-- Begin --

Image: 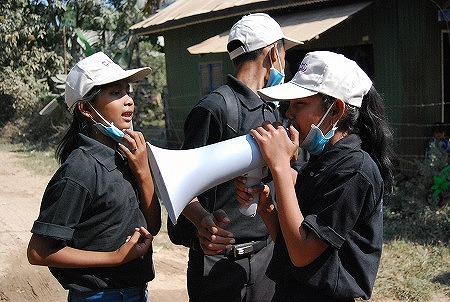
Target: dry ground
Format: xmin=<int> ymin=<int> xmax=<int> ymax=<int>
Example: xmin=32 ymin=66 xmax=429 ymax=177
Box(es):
xmin=0 ymin=151 xmax=188 ymax=302
xmin=0 ymin=151 xmax=450 ymax=302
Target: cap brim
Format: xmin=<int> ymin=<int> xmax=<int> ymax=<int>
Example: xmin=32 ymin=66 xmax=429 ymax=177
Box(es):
xmin=97 ymin=67 xmax=152 ymax=85
xmin=258 ymin=82 xmax=317 ymax=101
xmin=283 ymin=37 xmax=304 ymax=50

-- End --

Lay out every line of the records above as a numbered list, leaving out blank lines and the pictures.

1. Image: 
2. Target: dry ground
3. Format: xmin=<int> ymin=<int> xmax=<int> ymax=<int>
4. Example: xmin=32 ymin=66 xmax=429 ymax=177
5. Box(es):
6. xmin=0 ymin=151 xmax=188 ymax=302
7. xmin=0 ymin=151 xmax=450 ymax=302
8. Target: cap brim
9. Format: xmin=<int> ymin=<int> xmax=<int> ymax=<int>
10. Example: xmin=32 ymin=66 xmax=429 ymax=177
11. Box(es):
12. xmin=97 ymin=67 xmax=152 ymax=85
13. xmin=258 ymin=82 xmax=317 ymax=101
14. xmin=283 ymin=37 xmax=304 ymax=50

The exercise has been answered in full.